§ **THE TASK**:
Retype each entry below, keeping every character the same.

§ **ENTRIES SHOWN**:
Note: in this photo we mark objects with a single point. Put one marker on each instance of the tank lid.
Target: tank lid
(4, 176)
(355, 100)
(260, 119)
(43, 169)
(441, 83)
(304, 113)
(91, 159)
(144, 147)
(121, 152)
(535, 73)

§ **ANSWER TO THE PROBLEM**:
Note: in this photo we mark objects with a single point. Put one marker on each instance of the tank lid.
Target: tank lid
(4, 176)
(355, 100)
(260, 119)
(43, 169)
(441, 83)
(304, 113)
(91, 159)
(144, 147)
(121, 152)
(535, 73)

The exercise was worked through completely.